● Set exercise: The data must be returned in full and exactly as given.

● Entries:
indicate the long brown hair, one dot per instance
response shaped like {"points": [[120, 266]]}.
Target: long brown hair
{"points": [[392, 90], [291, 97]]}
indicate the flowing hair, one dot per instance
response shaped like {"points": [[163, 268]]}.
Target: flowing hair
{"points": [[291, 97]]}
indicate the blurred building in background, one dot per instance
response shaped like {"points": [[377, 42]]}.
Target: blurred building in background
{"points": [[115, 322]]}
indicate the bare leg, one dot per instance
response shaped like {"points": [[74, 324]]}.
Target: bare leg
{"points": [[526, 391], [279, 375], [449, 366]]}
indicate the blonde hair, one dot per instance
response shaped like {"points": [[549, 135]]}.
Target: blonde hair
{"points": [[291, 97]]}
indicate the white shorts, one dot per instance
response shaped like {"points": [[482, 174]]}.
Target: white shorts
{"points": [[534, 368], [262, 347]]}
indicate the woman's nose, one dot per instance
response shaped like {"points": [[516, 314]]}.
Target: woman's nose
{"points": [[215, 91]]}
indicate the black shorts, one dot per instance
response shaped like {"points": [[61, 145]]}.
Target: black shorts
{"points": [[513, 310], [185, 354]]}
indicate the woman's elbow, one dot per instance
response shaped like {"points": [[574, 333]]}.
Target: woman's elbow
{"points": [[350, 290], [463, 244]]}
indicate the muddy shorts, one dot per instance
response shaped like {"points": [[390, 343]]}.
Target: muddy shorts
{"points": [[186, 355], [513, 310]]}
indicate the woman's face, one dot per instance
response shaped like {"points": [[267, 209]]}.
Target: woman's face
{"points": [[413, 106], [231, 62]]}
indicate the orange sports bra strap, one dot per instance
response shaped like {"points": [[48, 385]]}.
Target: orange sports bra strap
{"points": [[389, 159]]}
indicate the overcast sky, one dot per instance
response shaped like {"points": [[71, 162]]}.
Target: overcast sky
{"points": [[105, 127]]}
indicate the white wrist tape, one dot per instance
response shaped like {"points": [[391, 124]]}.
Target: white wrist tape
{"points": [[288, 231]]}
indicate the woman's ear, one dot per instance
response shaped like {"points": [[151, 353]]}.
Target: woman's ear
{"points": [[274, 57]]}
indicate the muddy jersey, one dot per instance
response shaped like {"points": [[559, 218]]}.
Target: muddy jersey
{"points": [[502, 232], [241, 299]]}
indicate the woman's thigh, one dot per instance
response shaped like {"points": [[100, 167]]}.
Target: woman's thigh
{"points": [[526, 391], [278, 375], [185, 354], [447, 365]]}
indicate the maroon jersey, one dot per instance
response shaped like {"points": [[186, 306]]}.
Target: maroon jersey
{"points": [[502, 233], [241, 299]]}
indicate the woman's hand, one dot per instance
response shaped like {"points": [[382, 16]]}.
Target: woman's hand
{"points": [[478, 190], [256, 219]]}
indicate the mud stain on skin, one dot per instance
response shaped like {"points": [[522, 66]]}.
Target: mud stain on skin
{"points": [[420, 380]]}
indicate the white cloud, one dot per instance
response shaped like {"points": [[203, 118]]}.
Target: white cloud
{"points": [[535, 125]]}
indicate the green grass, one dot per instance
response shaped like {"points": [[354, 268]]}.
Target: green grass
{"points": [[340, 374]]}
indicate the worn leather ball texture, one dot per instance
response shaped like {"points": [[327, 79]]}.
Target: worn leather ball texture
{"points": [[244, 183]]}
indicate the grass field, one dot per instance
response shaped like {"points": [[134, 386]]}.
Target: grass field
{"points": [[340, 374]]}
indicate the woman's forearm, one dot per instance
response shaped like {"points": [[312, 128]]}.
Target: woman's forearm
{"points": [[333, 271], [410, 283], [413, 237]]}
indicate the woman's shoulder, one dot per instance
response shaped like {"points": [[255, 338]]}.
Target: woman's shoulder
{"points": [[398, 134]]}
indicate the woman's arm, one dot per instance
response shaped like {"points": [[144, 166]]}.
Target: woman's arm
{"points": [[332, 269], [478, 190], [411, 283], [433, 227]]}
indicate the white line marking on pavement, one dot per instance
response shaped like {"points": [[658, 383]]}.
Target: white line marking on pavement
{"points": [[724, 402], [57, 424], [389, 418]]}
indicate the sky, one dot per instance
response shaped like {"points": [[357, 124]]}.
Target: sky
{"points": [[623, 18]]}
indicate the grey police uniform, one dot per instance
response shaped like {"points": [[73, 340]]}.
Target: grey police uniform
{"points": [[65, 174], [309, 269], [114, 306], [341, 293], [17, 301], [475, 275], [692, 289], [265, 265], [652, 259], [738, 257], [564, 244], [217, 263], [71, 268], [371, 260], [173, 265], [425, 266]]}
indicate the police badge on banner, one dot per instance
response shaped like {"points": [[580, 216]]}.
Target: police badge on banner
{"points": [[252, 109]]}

● Finished answer:
indicate the long brown hair, one dot per instance
response shaped like {"points": [[120, 266]]}.
Target: long brown hair
{"points": [[392, 90], [291, 97]]}
indicate the flowing hair, one dot per instance
response shaped like {"points": [[163, 268]]}.
Target: flowing hair
{"points": [[291, 97]]}
indicate the blurred building in background, one dot per instance
response shaped like {"points": [[377, 42]]}.
Target: blurred building in background
{"points": [[115, 322]]}
indicate the bare leg, one dot per instance
response shaped like {"points": [[74, 324]]}.
Target: bare leg
{"points": [[526, 391], [279, 375], [449, 366]]}
indicate the blonde hair, one dot per instance
response shaped like {"points": [[549, 135]]}.
Target: blonde hair
{"points": [[291, 97]]}
indicate the white shorts, one dot per instance
response shaped like {"points": [[482, 174]]}.
Target: white shorts
{"points": [[534, 368], [262, 347]]}
indicate the woman's nose, one dot per instance
response shaped like {"points": [[516, 314]]}.
Target: woman's nose
{"points": [[215, 91]]}
indicate the black shorts, one dot per instance
response shaped like {"points": [[61, 145]]}.
Target: black shorts
{"points": [[513, 310], [185, 354]]}
indicate the woman's elbow, one dot per instance
response shaped like {"points": [[574, 333]]}.
Target: woman's elbow
{"points": [[350, 290], [463, 244]]}
indicate the muddy shorts, one dot per instance
response shaped like {"points": [[390, 343]]}.
Target: muddy shorts
{"points": [[186, 355], [513, 310]]}
indicate the woman's face, one dot per instance
response shaped like {"points": [[267, 209]]}.
Target: woman's face
{"points": [[413, 106], [231, 62]]}
indicate the orange sports bra strap, one dot per instance
response shaped like {"points": [[48, 385]]}.
Target: orange sports bra strap
{"points": [[389, 159]]}
indicate the overcast sky, one dot per instance
response shaped like {"points": [[71, 162]]}.
Target: overcast sky
{"points": [[105, 127]]}
indicate the white wrist tape, one dot per instance
response shaped like {"points": [[391, 124]]}.
Target: white wrist tape
{"points": [[288, 231]]}
indicate the woman's ear, one dot per instance
response shaped like {"points": [[151, 353]]}.
Target: woman's ear
{"points": [[274, 57]]}
indicate the muddy jersey, one dot per instance
response shaped like {"points": [[559, 218]]}.
Target: muddy jersey
{"points": [[502, 232], [241, 299]]}
indicate the woman's thigh, one dot per instance
response shaped like {"points": [[100, 167]]}.
Target: woman's thigh
{"points": [[526, 391], [278, 375], [185, 354], [447, 365]]}
indicate the maroon jersey, one dot per instance
response shaped like {"points": [[186, 306]]}.
Target: maroon jersey
{"points": [[502, 233], [241, 299]]}
indicate the woman's hand, one dot per instance
response shaped like {"points": [[382, 16]]}.
Target: woman's hand
{"points": [[478, 190], [256, 219]]}
indicate the mud stain on skin, one dot per instance
response shaped like {"points": [[522, 66]]}.
Target: mud stain on skin
{"points": [[420, 380]]}
indicate the white cloud, one dot per instance
response shaped like {"points": [[203, 118]]}.
Target: white cloud
{"points": [[535, 125]]}
indicate the green grass, one dot per instance
response shaped like {"points": [[354, 268]]}.
Target: green grass
{"points": [[340, 374]]}
indicate the worn leather ball texture, one dot per instance
response shaped like {"points": [[327, 79]]}.
Target: worn leather ball texture
{"points": [[244, 183]]}
indicate the grass field, one dot per instance
response shaped like {"points": [[134, 386]]}.
Target: grass field
{"points": [[340, 374]]}
indicate the woman's forearm, one dot per instance
response shaped like {"points": [[312, 128]]}.
Target: woman's forearm
{"points": [[333, 271], [410, 283], [413, 237]]}
indicate the woman's shoulder, one dot per instance
response shaped like {"points": [[255, 338]]}.
Target: woman's shoulder
{"points": [[398, 134]]}
indicate the woman's arm, one dot per instance
response shaped like {"points": [[144, 166]]}.
Target: woman's arm
{"points": [[332, 269], [478, 190], [411, 283], [433, 227]]}
indicate the white line marking on pavement, one dot per instance
response shaped like {"points": [[658, 383]]}.
Target: white line marking on pavement
{"points": [[724, 402], [57, 424], [389, 418]]}
indicate the sky, one dot per instance
response shaped like {"points": [[357, 124]]}.
Target: sky
{"points": [[623, 18]]}
indicate the grey police uniform, one dot per instance
response shaped like {"points": [[73, 340]]}.
Target: grey police uniform
{"points": [[65, 174], [309, 269], [114, 306], [341, 293], [17, 301], [475, 275], [692, 289], [265, 265], [652, 259], [738, 257], [564, 244], [217, 263], [71, 268], [371, 260], [173, 265], [425, 266]]}
indicate the police badge on banner, one dot per instance
response shaped like {"points": [[580, 216]]}.
Target: police badge on banner
{"points": [[252, 109]]}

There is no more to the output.